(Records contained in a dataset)
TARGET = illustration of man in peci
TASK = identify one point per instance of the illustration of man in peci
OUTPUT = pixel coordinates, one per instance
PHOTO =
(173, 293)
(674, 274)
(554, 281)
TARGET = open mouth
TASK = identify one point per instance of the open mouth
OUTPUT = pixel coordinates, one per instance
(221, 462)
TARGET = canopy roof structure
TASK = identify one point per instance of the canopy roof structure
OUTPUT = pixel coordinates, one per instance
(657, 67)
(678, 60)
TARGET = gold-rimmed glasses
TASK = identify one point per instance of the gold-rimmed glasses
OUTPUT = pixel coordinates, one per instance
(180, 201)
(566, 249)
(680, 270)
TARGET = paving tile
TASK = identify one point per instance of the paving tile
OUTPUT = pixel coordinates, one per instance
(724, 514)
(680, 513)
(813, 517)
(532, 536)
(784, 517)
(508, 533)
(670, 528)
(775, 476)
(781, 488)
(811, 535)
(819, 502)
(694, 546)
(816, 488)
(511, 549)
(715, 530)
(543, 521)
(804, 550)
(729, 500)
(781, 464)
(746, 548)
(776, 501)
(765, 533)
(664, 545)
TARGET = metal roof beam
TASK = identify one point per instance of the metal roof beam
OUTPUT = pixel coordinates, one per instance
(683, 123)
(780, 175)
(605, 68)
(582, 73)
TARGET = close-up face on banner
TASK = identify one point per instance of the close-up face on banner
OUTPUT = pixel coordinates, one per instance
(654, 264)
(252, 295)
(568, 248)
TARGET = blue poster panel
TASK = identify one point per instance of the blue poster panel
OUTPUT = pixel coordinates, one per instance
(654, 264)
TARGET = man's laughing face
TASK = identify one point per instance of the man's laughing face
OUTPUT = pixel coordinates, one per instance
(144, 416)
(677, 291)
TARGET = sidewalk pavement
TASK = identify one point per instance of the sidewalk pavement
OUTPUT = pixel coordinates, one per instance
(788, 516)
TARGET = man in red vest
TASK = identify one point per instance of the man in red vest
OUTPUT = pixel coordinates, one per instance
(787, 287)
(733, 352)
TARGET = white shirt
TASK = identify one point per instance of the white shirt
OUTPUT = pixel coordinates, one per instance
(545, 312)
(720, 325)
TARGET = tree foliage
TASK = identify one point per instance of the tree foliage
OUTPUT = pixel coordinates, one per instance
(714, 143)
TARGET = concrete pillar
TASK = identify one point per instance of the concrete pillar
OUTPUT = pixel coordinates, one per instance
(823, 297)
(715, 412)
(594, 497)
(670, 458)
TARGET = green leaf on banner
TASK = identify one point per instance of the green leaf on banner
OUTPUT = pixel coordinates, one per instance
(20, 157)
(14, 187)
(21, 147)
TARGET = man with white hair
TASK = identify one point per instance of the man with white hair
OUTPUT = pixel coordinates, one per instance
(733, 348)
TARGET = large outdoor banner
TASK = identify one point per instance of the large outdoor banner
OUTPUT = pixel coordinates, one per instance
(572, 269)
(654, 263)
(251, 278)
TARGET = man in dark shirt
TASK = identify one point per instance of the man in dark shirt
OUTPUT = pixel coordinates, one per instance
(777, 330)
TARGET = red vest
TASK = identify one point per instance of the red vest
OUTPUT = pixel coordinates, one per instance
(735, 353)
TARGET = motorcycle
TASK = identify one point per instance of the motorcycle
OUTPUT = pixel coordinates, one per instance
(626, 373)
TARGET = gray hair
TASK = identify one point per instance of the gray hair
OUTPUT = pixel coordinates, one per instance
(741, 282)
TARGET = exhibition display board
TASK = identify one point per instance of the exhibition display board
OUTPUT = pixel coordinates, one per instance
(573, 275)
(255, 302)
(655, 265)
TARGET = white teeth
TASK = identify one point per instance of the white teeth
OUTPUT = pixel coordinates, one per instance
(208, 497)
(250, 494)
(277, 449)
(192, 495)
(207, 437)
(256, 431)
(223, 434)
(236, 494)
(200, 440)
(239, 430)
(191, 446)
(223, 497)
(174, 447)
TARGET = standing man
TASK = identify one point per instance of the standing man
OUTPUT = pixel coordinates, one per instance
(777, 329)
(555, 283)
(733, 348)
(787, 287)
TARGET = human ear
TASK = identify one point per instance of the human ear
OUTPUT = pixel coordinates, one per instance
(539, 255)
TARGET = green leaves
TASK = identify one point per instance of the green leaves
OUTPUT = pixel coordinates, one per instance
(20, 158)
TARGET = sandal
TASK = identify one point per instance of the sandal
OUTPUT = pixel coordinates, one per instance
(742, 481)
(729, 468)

### Description of the task
Copy all of the data above, line for line, without changing anything.

### Output below
TARGET = illustration of man in peci
TASK = identify one point per instance of the illustration of man in peci
OUTPUT = pixel coordinates, one per instance
PHOTO =
(173, 293)
(674, 274)
(554, 281)
TARGET = open mouth
TASK = identify one point per instance of the open mouth
OUTPUT = pixel coordinates, one per instance
(221, 462)
TARGET = canopy roof structure
TASK = identify one point per instance of the canopy roof structure
OUTPUT = pixel coordinates, one per instance
(657, 67)
(678, 60)
TARGET = gold-rimmed glasses
TASK = identify one point per instance of the gold-rimmed glasses
OUTPUT = pixel coordinates, one per instance
(180, 201)
(566, 249)
(680, 270)
TARGET = paving tile
TASK = identify one point per instance of the paving tile
OUTPUT = pixel coordinates, one per instance
(724, 514)
(680, 513)
(813, 517)
(532, 536)
(784, 517)
(508, 533)
(670, 528)
(775, 476)
(781, 488)
(811, 535)
(819, 502)
(694, 546)
(816, 488)
(511, 549)
(715, 530)
(543, 521)
(804, 550)
(729, 500)
(781, 464)
(746, 548)
(776, 501)
(765, 533)
(664, 545)
TARGET = metal roof beam
TASK = identify one point per instance of the metal roof beam
OUTPUT = pixel coordinates, one per instance
(683, 123)
(780, 175)
(605, 68)
(582, 73)
TARGET = close-up face on banner
TASK = identify one point per instance of the close-up face on banner
OUTPUT = pixel coordinates, one per instance
(654, 264)
(252, 295)
(568, 248)
TARGET = blue poster panel
TASK = identify one point per instance of the blue poster panel
OUTPUT = pixel coordinates, one per instance
(654, 264)
TARGET = man's laughing face
TASK = identify one point per instance of the man's laughing face
OUTPUT = pixel coordinates, one per instance
(144, 416)
(677, 291)
TARGET = sidewalk pavement
TASK = identify one point per instance of the sidewalk pavement
OUTPUT = pixel coordinates, one per instance
(788, 516)
TARGET = man in red vest
TASK = identify one point per instance of the man in red vest
OUTPUT = pixel coordinates, one per instance
(787, 287)
(733, 352)
TARGET = white shirt
TASK = identify one point per instance of the white shirt
OUTPUT = pixel coordinates, one per instance
(545, 312)
(720, 325)
TARGET = tree foliage
TASK = identify one point per instance of the tree foliage
OUTPUT = pixel coordinates, one per instance
(714, 143)
TARGET = concrete pillar
TASK = identify one point per instance of the concrete pillar
OUTPUT = pixel coordinates, one per instance
(823, 297)
(715, 412)
(594, 497)
(670, 458)
TARGET = green leaf on banner
TASK = identify one point per instance of the green leaf on banner
OUTPUT = pixel coordinates, one per instance
(20, 157)
(14, 187)
(21, 147)
TARGET = man with white hair
TASK = identify one point per instance of the man with white hair
OUTPUT = pixel coordinates, one per instance
(733, 348)
TARGET = large outdoor banner
TASK = identify one point per instance of the large outdoor banner
OUTPUT = pixel coordinates, one per instance
(572, 269)
(654, 263)
(251, 278)
TARGET = man in dark shirt
TASK = identify one point per instance of the man in dark shirt
OUTPUT = pixel coordinates, one per instance
(777, 330)
TARGET = red vest
TASK = identify one point per instance of the red vest
OUTPUT = pixel coordinates, one per instance
(735, 353)
TARGET = motorcycle
TASK = identify one point per instance of the motorcycle
OUTPUT = pixel coordinates, one per instance
(626, 373)
TARGET = gray hair
TASK = identify one point per instance of the gray hair
OUTPUT = pixel coordinates, one per instance
(741, 282)
TARGET = exhibition display board
TASK = identify one point per instance of the exhibition display board
OUTPUT = pixel coordinates, one per instance
(573, 275)
(255, 302)
(655, 265)
TARGET = white teeth
TASK = identify one point per instance of the white teeth
OUTPUT = pixel coordinates, one per instance
(208, 497)
(250, 494)
(277, 449)
(192, 495)
(207, 437)
(256, 431)
(223, 434)
(236, 494)
(200, 440)
(239, 430)
(191, 446)
(223, 497)
(174, 447)
TARGET = standing man
TASK = identify one point per instance of the standing man
OUTPUT = pixel coordinates, one per instance
(777, 329)
(555, 283)
(733, 348)
(787, 287)
TARGET = human ear
TASK = identify one point per instance of the human ear
OUTPUT = pixel coordinates, one per instance
(539, 255)
TARGET = green leaves
TASK = identify one point per instance of the green leaves
OUTPUT = pixel coordinates, one per instance
(20, 158)
TARGET = sandal
TASK = identify one point per instance of the sandal
OUTPUT = pixel coordinates, one per instance
(742, 481)
(729, 468)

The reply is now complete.